Isabell, 17, Tochter aus gutem südfranzösischem Hause führt ein Doppelleben: anstatt nach der Schule Hausaufgaben zu machen, geht sie als Lea auf den Escort-Strich. Das heißt, sie lässt sich via Internet von älteren Herren zu allerlei Lustbarkeiten in Hotels engagieren. Den Verdienst hortet sie, um sich dann und wenn etwas besonders Schickes zum Anziehen leisten zu können. In Los Angeles kommt ein Trupp Jugendlicher auf die Idee, in die Villen von superreichen Hollywoodstars von Paris Hilton bis Orlando Bloom einzusteigen, um sich aus deren Fundus edler Klamotten und teuren Accessoires zu bediene. Wann die Herrschaften außer Haus sind, entnehmen die Mitglieder der „Bling Ring“-Bande den Klatschnachrichten im Internet. Im Gegensatz zu diesen Luxus-Kindern geht es zwei jungen Männern in Mexiko-City bei ihrer Verletzung der gesellschaftlichen Spielregeln um die pure Sicherung ihrer familiären Existenz. Allen gemeinsam ist ein böses Erwachen und sie sind ihren Wünschen und Hoffnungen weiter entfernt als zuvor…: Der Auftakt des „66. Festival de Cannes“
Gemessen an den meisten seiner bisherigen Filme ist „Jeune & Jolie“ ein verhältnismäßig konventionell erzähltes Werk von Francois Ozon, das es freilich in sich hat: die 17jährige Isabelle lebt mit unwesentlich jüngerem Bruder in einer „Patchwork“-Familie. Der leibliche Vater ist fern, Mutters neuer Lebensgefährte wenig beliebt.
Die ausnehmend hübsche – und mit etwas Makeup nachgeholfen – auch älter aussehende Isabelle hat festgestellt, dass man durch Prostitution das ohnehin nicht ganz knappe Taschengeld erheblich aufbessern kann. Durch unglückliche Umstände kommt das „Doppelleben“ ans Licht. Mutter ist entsetzt, Isabelle nimmt es als wichtige Erfahrung auf dem Weg zum Erwachsen werden ziemlich gelassen.

● **Gesammeltes Material**
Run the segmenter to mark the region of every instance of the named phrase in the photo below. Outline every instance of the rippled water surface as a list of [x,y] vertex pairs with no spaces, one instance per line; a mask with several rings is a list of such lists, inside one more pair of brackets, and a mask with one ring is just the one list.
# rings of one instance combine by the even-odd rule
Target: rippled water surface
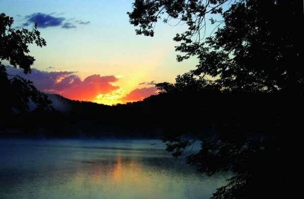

● **Anforderungen**
Woher erfahren die Mitglieder der „Bling Ring“-Bande laut dem Textauszug über das Festival de Cannes, wann die Hollywoodstars nicht zu Hause sind? Die Auflistung stammt aus einer anderen Quelle als der Textauszug.

● **Ergebnis**
Aus den Klatschnachrichten im Internet.